[TASK TO COMPLETE] All of the records below are to be given again word for word, with the pictures removed.

[Items listed in a dataset]
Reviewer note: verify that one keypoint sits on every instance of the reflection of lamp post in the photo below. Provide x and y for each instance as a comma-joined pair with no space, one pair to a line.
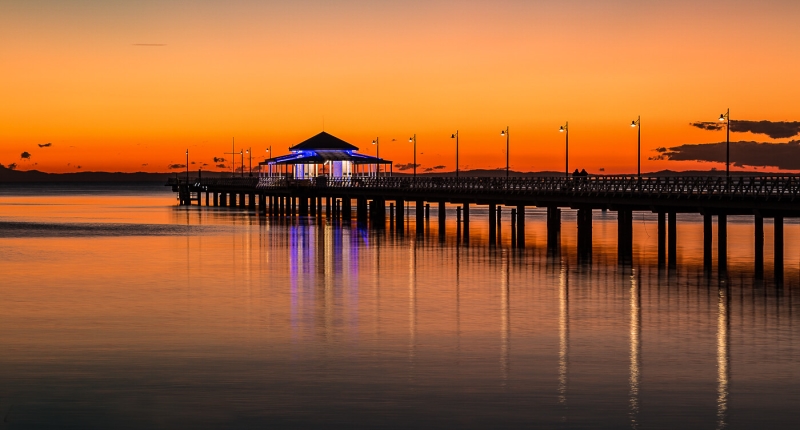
455,136
727,118
377,143
638,123
505,133
565,129
414,139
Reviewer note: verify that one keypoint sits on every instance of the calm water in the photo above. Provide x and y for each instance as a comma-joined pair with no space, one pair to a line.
121,309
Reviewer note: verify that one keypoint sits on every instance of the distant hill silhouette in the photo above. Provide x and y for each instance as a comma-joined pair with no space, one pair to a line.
34,176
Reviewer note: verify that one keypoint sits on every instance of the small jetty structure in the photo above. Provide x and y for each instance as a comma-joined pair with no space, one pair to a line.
326,178
319,158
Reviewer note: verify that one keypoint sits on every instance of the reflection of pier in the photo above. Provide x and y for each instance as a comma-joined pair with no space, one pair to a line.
760,197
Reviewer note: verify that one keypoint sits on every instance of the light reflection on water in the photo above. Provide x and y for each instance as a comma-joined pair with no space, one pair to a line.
248,322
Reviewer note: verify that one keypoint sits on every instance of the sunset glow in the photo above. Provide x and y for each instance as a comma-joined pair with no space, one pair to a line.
129,86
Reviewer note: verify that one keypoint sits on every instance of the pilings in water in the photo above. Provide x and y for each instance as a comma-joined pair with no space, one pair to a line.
553,228
492,225
624,236
672,239
585,233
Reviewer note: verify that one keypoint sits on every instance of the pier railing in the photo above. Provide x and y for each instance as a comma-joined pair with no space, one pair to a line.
676,187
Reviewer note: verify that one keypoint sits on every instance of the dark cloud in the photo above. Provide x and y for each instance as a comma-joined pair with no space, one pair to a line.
775,130
402,167
784,156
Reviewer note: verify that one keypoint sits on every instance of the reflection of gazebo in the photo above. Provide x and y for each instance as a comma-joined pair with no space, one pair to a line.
323,155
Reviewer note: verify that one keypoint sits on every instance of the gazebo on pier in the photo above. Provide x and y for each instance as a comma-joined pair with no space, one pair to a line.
323,155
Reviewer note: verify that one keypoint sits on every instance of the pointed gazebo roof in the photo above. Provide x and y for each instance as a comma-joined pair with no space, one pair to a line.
323,141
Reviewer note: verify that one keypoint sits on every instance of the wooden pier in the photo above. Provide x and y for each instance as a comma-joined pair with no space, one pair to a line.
713,197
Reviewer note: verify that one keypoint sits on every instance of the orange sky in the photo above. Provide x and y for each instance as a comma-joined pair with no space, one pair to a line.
267,72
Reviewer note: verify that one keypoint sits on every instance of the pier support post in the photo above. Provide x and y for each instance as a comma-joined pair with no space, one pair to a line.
672,239
759,246
513,228
492,225
419,213
778,245
722,243
303,206
400,211
347,209
361,211
624,236
521,226
466,223
584,232
662,239
553,227
442,221
707,241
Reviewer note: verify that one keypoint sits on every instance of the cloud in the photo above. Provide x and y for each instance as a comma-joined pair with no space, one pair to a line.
402,167
784,156
775,130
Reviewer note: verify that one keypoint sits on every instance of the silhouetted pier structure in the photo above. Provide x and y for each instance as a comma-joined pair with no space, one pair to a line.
712,197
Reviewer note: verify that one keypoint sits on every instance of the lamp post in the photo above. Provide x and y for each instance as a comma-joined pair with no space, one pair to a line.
455,136
414,139
638,123
727,118
377,143
505,133
250,153
565,129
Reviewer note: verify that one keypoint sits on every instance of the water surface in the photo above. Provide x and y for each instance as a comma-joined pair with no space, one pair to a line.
121,309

[OUTPUT OF THE EXERCISE]
Reviewer note: verify that one keypoint sits on every instance of the reflection of lamp post in the photo below. Provide x and y for each instance as a comma-joined pair with no space, one pair to a line.
455,136
727,118
377,143
638,123
505,133
565,129
414,139
Reviewer note: verify that one keypoint sits on every instance of the calm water in the photo above. Provide x and y for each instance as a comma-joined pair with no space, one pair to a line.
121,309
Reviewer note: verify that one keypoint sits on every instance of the distant hill silhouette in the photo above. Provide x and y for each instance as a comma-joined pair with no space, one pair to a line.
34,176
Reviewer note: verify that one keypoint sits on every instance of the small jetty structure in the photo above. Provide x and y for each instance as a comma-joined pair with no space, one pair to a line.
326,178
319,158
Reviewer note: verify that one keypoint sits on every instance of the reflection of pier in the photo above. Provide x and y for each instance as a comma-joined pair with no space, one pair to a line.
760,197
Reviewer note: verify that one keypoint sits on every instance of the light reflection on water in the photo above. Provide x and y for each instance as a comma-joined pair with no space, one pair to a line.
248,322
Reviewer note: verify that one keypoint sits on every instance of the sunset glow in the photo above. Provide x and y for each instance as a comma-joined pair with no space, one pair to a line.
129,86
Reviewer note: verify that one keypoint sits on every instance of the pilings in water in the photo above. Provide x and y for each instance as a comma-joined pair with no space, one pair to a line.
553,228
492,225
624,236
672,239
585,233
Reviewer note: verify that one keypoint sits on every instance of the pier railing in the photo above. Provide x and y for each instance as a comma-joined pair with no space, one pair to a line.
676,187
Reviewer note: verify that one keypoint sits on every instance of the dark cloud in the photo above. Provide x and y for each instance as a comma-joined pair with no space, one pair to a line.
775,130
402,167
784,156
Reviewer note: verify that one keypoint sits on every instance of the reflection of gazebo in the photo above. Provide x and y for each instance as a comma-joined pair with no space, one pair to a line.
323,155
Reviewer note: verify that one keypoint sits on every instance of the gazebo on pier in the photo above. Provide x and y for each instance as a comma-joined pair with no space, one pair to a line.
323,155
Reviewer note: verify that one keypoint sits on every instance of the pointed gazebo roof in the photo above. Provide x and y for each instance as a comma-joined pair with no space, one pair to a line.
323,141
Reviewer note: verify that one keypoint sits on every instance of the wooden pier in the photo above. Provide x and y for each instance as a comma-joined pair with no space, one pair to a line.
713,197
Reviewer note: verify that one keypoint sits on every instance of the orange sky in the photo above. Provide x and y for each instance as a comma-joined pair with no space, one pair to a line.
267,72
Reviewer note: verify that one keypoint sits on every instance of the pier support post in the photo above. Provide x and y for each instance as a comma-joined pair with no space, one pair to a line.
672,239
759,246
513,228
492,225
419,213
778,245
722,243
303,206
400,211
347,209
361,211
624,236
521,226
466,223
584,232
662,239
553,227
442,221
707,241
Reviewer note: verify that one keypoint sits on every instance of the cloud in the photo above. Provide x and y for each instance as a comma-joined pair with no space, one pair to a line.
402,167
784,156
775,130
Reviewer note: verify that one keypoint sits on every instance of the silhouetted pier structure in the photo above. Provide x and y for each instance as a comma-joined pair with no space, one pair to a line.
712,197
Reviewer note: verify that one keypoint sits on every instance of the lamp post in the photo above. Provide x and y for each instance as a comma-joined pair with no space, one pair to a line.
455,136
414,139
638,123
727,118
377,143
505,133
250,153
565,129
Reviewer note: verify that one keypoint sits on every instance of the water surface in the photo above. Provide x and y for each instance as a comma-joined pair with no space, one pair to a line.
121,309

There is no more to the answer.